What is needed = Copy the items starting at the line that has "Mark every instance of gable" and ending after the line that has "545;0;640;331", swapping "bare tree" for "leafless tree" and keeping every other character unchanged.
* BEGIN Extracted entries *
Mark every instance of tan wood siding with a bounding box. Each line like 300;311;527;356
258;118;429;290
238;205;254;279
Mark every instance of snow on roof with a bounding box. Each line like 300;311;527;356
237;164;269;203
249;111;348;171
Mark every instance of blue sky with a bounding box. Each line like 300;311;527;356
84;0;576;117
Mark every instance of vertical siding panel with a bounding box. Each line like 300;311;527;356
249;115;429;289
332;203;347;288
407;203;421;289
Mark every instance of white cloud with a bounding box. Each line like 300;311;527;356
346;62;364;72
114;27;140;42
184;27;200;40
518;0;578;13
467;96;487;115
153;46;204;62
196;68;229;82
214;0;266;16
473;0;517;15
* END Extracted entries *
* BEGIN Extracted entries *
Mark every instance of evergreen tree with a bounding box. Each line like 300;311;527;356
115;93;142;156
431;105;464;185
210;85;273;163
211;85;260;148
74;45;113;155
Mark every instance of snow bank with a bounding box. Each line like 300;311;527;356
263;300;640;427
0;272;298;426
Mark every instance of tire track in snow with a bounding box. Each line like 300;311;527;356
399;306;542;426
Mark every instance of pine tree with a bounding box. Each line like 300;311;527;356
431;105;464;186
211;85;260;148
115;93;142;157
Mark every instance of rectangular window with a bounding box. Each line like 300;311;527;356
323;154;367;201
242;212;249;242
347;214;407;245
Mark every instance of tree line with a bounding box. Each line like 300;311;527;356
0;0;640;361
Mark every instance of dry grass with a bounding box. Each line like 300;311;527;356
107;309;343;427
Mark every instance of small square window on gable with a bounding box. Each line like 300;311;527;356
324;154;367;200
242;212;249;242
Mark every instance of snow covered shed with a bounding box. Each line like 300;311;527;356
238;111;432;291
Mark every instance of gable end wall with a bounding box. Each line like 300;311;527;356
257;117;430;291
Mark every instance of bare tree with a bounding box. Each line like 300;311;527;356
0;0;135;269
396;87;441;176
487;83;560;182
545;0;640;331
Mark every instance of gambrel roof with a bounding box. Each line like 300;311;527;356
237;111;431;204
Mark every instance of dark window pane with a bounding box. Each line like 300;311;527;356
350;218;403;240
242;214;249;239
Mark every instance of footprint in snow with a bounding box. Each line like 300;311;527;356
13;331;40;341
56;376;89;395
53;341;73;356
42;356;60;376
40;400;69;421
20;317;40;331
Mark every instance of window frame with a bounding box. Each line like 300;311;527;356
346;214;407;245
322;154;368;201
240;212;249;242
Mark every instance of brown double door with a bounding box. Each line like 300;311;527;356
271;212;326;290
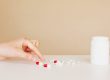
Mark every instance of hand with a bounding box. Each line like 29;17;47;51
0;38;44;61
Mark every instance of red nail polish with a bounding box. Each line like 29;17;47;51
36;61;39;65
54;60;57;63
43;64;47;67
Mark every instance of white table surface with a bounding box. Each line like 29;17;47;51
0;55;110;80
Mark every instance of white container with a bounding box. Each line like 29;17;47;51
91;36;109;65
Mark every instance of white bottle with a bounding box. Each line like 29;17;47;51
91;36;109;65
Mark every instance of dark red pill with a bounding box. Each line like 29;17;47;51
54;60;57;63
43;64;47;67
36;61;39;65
* END Extracted entries *
Complete output =
Mark every instance of gable end wall with a bounding box. Each line like 300;311;527;356
257;117;430;291
Mark every instance of leafless tree with a bounding box. Each line like 300;311;527;356
0;0;135;269
396;87;441;176
487;83;560;182
545;0;640;331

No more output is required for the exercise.